● RECORDS FOR PROCESSING
-- begin --
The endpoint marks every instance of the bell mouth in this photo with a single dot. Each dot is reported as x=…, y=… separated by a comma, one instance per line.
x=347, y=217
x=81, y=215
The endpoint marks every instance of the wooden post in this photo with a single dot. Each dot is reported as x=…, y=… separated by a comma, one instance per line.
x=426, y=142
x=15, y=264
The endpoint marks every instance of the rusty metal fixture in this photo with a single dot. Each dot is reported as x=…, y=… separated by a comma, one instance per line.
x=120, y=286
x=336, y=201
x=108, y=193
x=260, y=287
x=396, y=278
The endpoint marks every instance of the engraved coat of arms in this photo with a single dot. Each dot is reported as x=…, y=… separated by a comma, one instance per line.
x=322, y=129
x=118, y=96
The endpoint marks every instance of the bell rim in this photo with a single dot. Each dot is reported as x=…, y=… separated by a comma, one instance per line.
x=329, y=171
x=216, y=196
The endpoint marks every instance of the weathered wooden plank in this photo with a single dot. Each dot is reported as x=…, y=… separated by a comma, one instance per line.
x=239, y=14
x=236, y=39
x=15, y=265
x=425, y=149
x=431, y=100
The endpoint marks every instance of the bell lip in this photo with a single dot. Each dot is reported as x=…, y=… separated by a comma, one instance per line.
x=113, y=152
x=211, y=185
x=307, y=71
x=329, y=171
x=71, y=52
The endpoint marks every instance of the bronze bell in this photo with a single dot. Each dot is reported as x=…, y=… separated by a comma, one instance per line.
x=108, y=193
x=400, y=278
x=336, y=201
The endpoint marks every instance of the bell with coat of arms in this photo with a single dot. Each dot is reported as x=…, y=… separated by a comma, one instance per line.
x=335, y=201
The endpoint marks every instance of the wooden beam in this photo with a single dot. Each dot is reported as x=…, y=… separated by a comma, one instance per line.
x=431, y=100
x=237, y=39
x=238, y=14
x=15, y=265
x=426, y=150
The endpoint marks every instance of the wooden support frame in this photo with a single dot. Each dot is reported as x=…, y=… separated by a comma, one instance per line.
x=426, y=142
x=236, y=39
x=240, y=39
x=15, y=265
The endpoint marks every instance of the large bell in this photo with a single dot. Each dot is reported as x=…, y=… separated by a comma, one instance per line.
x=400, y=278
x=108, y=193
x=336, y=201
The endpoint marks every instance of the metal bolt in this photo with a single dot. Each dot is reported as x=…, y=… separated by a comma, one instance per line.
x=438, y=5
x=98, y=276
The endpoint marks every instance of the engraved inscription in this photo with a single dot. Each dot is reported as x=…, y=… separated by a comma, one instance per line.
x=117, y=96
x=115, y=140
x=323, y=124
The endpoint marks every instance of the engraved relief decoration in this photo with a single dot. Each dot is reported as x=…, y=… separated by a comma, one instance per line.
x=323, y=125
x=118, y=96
-- end --
● REQUIRED WORK
Return the entries above exactly, each one complete.

● RESULT
The endpoint marks every instance of the bell mouth in this photo with a single dot. Each dot is reported as x=…, y=… separated by a comma, one instance per line.
x=347, y=217
x=81, y=215
The endpoint marks every instance of the wooden post in this photo with a single dot. Each dot is reported as x=…, y=… separated by a comma, one instance per line.
x=426, y=142
x=15, y=264
The endpoint marks every instance of the rusty metal fixture in this photo with a single dot. Each dot is reported as x=…, y=… separated by a comma, one instance per line.
x=120, y=286
x=336, y=201
x=108, y=193
x=260, y=287
x=396, y=278
The endpoint marks every instance of the engraved coat of arms in this photo with a single dot. Each dot is reported as x=…, y=… separated by a comma, one instance per line.
x=322, y=129
x=118, y=96
The endpoint marks every instance of the bell rim in this photo with a single dot. Each dot is reported as x=…, y=… separated by a comma, one instance per line.
x=329, y=171
x=216, y=196
The endpoint marks every instance of the weathered wooden plank in this photo with a single dot. Each dot is reported as x=…, y=… separated by a comma, one instance per line.
x=239, y=14
x=236, y=39
x=15, y=265
x=425, y=149
x=431, y=100
The endpoint marks every instance of the bell lip in this photo with a single dot. Each dot is reported as x=…, y=… separated by a comma, one instance per line.
x=113, y=152
x=211, y=185
x=307, y=71
x=329, y=171
x=71, y=52
The endpoint marks every instance of the bronze bell in this photo with a single dot. Each dot is reported as x=…, y=… separated by a comma, one instance per line.
x=108, y=193
x=400, y=278
x=336, y=201
The endpoint marks every instance of the bell with coat of arms in this photo with a single dot. Each dot is reported as x=…, y=… separated by a comma, one instance per line.
x=335, y=201
The endpoint marks every instance of the wooden beam in this photo with a single dot. Each dot is reported as x=…, y=… separated by a comma, one instance per line.
x=431, y=100
x=237, y=39
x=238, y=14
x=15, y=265
x=426, y=150
The endpoint marks every instance of the wooden support frame in this photo with a single dot. Each dot is reported as x=…, y=… separated by a comma, one instance per line.
x=426, y=142
x=236, y=39
x=240, y=39
x=15, y=265
The endpoint marks every instance of the large bell in this photo with a single dot. Each dot is reported as x=…, y=… separated by a comma, one instance per line.
x=400, y=278
x=108, y=193
x=336, y=201
The endpoint marks every instance of the metal bolt in this photo with a single dot. Each dot is reported as x=…, y=… separated by a comma, one instance per line.
x=438, y=5
x=98, y=276
The endpoint marks every instance of the engraved inscription in this photo with a single dot. Each dot is reported as x=…, y=… separated by a comma, one instance per line.
x=117, y=96
x=115, y=140
x=323, y=124
The endpoint marks every instance of the engraved relief decoration in this photo with a single dot. Each dot is reported as x=…, y=… separated by a comma, one instance per line.
x=323, y=125
x=118, y=96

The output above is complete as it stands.